▶ [EXERCISE OBJECTIVE]: Rewrite these lines as a Markdown table with a Row column numbering each one and a Line column holding it, leaving out blank lines.
# START OF DATA FOR THE TASK
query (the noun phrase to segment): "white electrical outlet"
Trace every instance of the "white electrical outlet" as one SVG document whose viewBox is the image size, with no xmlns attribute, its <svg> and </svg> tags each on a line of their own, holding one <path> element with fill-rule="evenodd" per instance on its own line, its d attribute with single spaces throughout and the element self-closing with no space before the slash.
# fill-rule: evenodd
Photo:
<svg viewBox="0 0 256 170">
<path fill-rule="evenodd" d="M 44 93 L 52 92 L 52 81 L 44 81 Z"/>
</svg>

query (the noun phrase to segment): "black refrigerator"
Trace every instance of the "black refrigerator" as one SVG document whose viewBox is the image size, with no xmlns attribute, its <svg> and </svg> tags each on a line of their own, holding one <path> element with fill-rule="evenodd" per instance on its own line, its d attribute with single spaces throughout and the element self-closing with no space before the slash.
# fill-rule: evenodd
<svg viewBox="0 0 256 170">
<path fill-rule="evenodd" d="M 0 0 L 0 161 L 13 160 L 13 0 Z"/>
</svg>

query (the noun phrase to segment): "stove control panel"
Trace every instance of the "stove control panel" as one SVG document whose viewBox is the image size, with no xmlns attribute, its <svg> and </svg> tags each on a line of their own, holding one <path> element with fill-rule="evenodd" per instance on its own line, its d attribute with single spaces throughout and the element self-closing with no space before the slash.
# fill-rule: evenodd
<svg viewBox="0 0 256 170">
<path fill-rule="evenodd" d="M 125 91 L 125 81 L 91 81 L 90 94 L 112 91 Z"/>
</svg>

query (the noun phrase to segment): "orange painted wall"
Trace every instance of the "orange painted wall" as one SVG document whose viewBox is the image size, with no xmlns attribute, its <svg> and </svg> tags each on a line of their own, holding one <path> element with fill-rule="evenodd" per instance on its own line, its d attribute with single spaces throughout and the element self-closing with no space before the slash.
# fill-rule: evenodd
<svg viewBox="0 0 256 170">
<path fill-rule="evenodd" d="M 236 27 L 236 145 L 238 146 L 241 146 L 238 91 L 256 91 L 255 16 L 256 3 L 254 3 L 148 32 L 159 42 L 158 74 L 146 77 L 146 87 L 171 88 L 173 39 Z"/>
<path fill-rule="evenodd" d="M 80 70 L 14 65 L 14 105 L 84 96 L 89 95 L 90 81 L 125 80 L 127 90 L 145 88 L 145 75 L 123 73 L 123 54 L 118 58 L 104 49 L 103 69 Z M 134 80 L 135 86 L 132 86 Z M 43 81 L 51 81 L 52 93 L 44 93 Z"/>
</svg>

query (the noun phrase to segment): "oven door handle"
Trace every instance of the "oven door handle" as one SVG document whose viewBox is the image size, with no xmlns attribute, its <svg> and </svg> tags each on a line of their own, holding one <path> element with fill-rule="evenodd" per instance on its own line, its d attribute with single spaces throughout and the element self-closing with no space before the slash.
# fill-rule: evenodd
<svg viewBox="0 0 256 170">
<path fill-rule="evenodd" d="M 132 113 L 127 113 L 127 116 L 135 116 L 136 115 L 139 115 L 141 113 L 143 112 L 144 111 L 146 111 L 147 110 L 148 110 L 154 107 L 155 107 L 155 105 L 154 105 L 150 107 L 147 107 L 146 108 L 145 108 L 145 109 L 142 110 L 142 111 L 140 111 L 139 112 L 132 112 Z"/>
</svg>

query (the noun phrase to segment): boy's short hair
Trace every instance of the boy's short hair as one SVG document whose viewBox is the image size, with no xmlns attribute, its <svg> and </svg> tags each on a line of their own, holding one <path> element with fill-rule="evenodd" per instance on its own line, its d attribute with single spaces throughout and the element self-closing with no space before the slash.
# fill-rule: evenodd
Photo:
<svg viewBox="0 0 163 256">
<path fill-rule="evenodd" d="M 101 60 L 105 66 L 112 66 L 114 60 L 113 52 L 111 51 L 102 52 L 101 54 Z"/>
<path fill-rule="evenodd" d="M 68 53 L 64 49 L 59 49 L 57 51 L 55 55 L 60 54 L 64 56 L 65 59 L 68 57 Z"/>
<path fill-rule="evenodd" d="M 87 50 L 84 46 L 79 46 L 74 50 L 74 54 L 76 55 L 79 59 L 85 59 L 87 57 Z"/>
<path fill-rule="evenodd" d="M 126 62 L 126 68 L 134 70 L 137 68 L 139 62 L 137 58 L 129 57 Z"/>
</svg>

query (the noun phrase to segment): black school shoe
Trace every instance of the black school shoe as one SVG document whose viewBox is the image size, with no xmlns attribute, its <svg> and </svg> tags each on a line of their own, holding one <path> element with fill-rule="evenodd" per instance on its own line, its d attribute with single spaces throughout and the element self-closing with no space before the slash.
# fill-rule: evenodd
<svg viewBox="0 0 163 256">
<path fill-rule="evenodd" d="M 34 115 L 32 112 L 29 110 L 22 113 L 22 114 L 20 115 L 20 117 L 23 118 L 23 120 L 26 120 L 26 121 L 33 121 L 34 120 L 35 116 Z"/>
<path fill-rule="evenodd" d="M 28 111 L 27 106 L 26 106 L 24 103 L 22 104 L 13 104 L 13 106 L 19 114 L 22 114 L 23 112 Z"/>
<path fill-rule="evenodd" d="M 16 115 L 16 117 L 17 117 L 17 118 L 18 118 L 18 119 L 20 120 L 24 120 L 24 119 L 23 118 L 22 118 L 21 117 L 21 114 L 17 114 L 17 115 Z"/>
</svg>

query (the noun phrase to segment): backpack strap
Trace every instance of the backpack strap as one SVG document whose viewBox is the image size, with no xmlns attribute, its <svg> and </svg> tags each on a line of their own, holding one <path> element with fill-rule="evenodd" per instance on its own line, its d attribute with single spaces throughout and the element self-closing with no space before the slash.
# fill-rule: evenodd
# END OF DATA FOR THE TASK
▶ [EXERCISE SOLUTION]:
| Row | Line |
|---|---|
| 1 | query (the noun phrase to segment): "white electrical outlet" |
| 2 | Trace every instance of the "white electrical outlet" as one SVG document whose viewBox is the image size, with no xmlns attribute, its <svg> and </svg> tags each on a line of their own, holding one <path> element with fill-rule="evenodd" per instance on its own line, its d attribute with single spaces throughout and the element self-closing with no space before the slash. |
| 3 | # fill-rule: evenodd |
| 4 | Photo: |
| 5 | <svg viewBox="0 0 256 170"> |
| 6 | <path fill-rule="evenodd" d="M 44 93 L 52 92 L 52 81 L 44 81 Z"/> |
| 7 | </svg> |
| 8 | query (the noun phrase to segment): "black refrigerator" |
| 9 | Trace every instance of the "black refrigerator" as one SVG document whose viewBox is the image size, with no xmlns attribute, its <svg> and </svg> tags each on a line of their own, holding one <path> element with fill-rule="evenodd" per instance on its own line, its d attribute with single spaces throughout and the element self-closing with no space before the slash. |
| 10 | # fill-rule: evenodd |
| 11 | <svg viewBox="0 0 256 170"> |
| 12 | <path fill-rule="evenodd" d="M 0 0 L 0 161 L 13 160 L 13 0 Z"/> |
| 13 | </svg> |
| 14 | query (the noun phrase to segment): "stove control panel" |
| 15 | Trace every instance of the "stove control panel" as one SVG document whose viewBox is the image size, with no xmlns attribute, its <svg> and </svg> tags each on a line of their own, holding one <path> element with fill-rule="evenodd" per instance on its own line, its d attribute with single spaces throughout and the element self-closing with no space before the slash. |
| 16 | # fill-rule: evenodd |
| 17 | <svg viewBox="0 0 256 170"> |
| 18 | <path fill-rule="evenodd" d="M 125 91 L 125 81 L 91 81 L 90 94 L 112 91 Z"/> |
| 19 | </svg> |
| 20 | query (the noun phrase to segment): "orange painted wall" |
| 21 | Trace every instance of the "orange painted wall" as one SVG document whose viewBox is the image size, with no xmlns attribute, its <svg> and </svg> tags each on a line of their own, holding one <path> element with fill-rule="evenodd" per instance on its own line, its d attribute with single spaces throughout and the element self-closing with no space before the slash. |
| 22 | # fill-rule: evenodd |
| 23 | <svg viewBox="0 0 256 170"> |
| 24 | <path fill-rule="evenodd" d="M 236 27 L 236 145 L 238 146 L 241 146 L 238 91 L 256 91 L 255 16 L 256 3 L 254 3 L 148 32 L 159 42 L 158 74 L 146 77 L 146 87 L 171 88 L 173 39 Z"/> |
| 25 | <path fill-rule="evenodd" d="M 80 70 L 14 65 L 14 105 L 84 96 L 89 95 L 90 81 L 125 80 L 127 90 L 145 88 L 145 75 L 123 73 L 123 54 L 118 58 L 104 49 L 103 69 Z M 134 80 L 135 86 L 132 86 Z M 43 81 L 51 81 L 52 93 L 44 93 Z"/> |
| 26 | </svg> |
| 27 | query (the noun phrase to segment): "oven door handle" |
| 28 | Trace every instance of the "oven door handle" as one SVG document whose viewBox is the image size, with no xmlns attribute, its <svg> and </svg> tags each on a line of their own, holding one <path> element with fill-rule="evenodd" per instance on its own line, its d attribute with single spaces throughout and the element self-closing with no space before the slash. |
| 29 | # fill-rule: evenodd |
| 30 | <svg viewBox="0 0 256 170"> |
| 31 | <path fill-rule="evenodd" d="M 132 113 L 127 113 L 127 116 L 135 116 L 136 115 L 139 115 L 141 113 L 143 112 L 144 111 L 146 111 L 147 110 L 148 110 L 154 107 L 155 107 L 155 105 L 154 105 L 150 107 L 147 107 L 146 108 L 145 108 L 145 109 L 142 110 L 142 111 L 140 111 L 139 112 L 132 112 Z"/> |
| 32 | </svg> |
| 33 | query (the noun phrase to segment): boy's short hair |
| 34 | Trace every instance of the boy's short hair as one SVG document whose viewBox is the image size, with no xmlns attribute, its <svg> and </svg> tags each on a line of their own, holding one <path> element with fill-rule="evenodd" per instance on its own line, its d attribute with single spaces throughout and the element self-closing with no space before the slash. |
| 35 | # fill-rule: evenodd |
| 36 | Photo: |
| 37 | <svg viewBox="0 0 163 256"> |
| 38 | <path fill-rule="evenodd" d="M 101 60 L 105 66 L 112 66 L 114 60 L 113 52 L 111 51 L 102 52 L 101 54 Z"/> |
| 39 | <path fill-rule="evenodd" d="M 68 53 L 64 49 L 59 49 L 57 51 L 55 55 L 60 54 L 64 56 L 65 59 L 68 57 Z"/> |
| 40 | <path fill-rule="evenodd" d="M 87 50 L 84 46 L 79 46 L 74 50 L 74 54 L 76 55 L 79 59 L 85 59 L 87 57 Z"/> |
| 41 | <path fill-rule="evenodd" d="M 126 62 L 126 68 L 134 70 L 137 68 L 139 62 L 137 58 L 129 57 Z"/> |
| 42 | </svg> |
| 43 | query (the noun phrase to segment): black school shoe |
| 44 | Trace every instance of the black school shoe as one SVG document whose viewBox is the image size, with no xmlns attribute, its <svg> and </svg> tags each on a line of their own, holding one <path> element with fill-rule="evenodd" per instance on its own line, its d attribute with single spaces throughout and the element self-closing with no space before the slash. |
| 45 | # fill-rule: evenodd |
| 46 | <svg viewBox="0 0 163 256"> |
| 47 | <path fill-rule="evenodd" d="M 34 115 L 32 112 L 29 110 L 22 113 L 22 114 L 20 115 L 20 117 L 23 118 L 23 120 L 26 120 L 26 121 L 33 121 L 34 120 L 35 116 Z"/> |
| 48 | <path fill-rule="evenodd" d="M 28 111 L 27 106 L 26 106 L 24 103 L 22 104 L 13 104 L 13 106 L 19 114 L 22 114 L 23 112 Z"/> |
| 49 | <path fill-rule="evenodd" d="M 16 115 L 16 117 L 17 117 L 17 118 L 18 118 L 18 119 L 20 120 L 24 120 L 24 119 L 23 118 L 22 118 L 21 117 L 21 114 L 17 114 L 17 115 Z"/> |
| 50 | </svg> |
| 51 | query (the noun phrase to segment): backpack strap |
| 52 | Trace every instance of the backpack strap as one SVG document whose viewBox is the image size, with no xmlns attribute, its <svg> and </svg> tags each on a line of their own, holding one <path> element with fill-rule="evenodd" per instance on its own line, its d attribute with single spaces throughout and the element self-closing with no space before the slash. |
| 53 | # fill-rule: evenodd |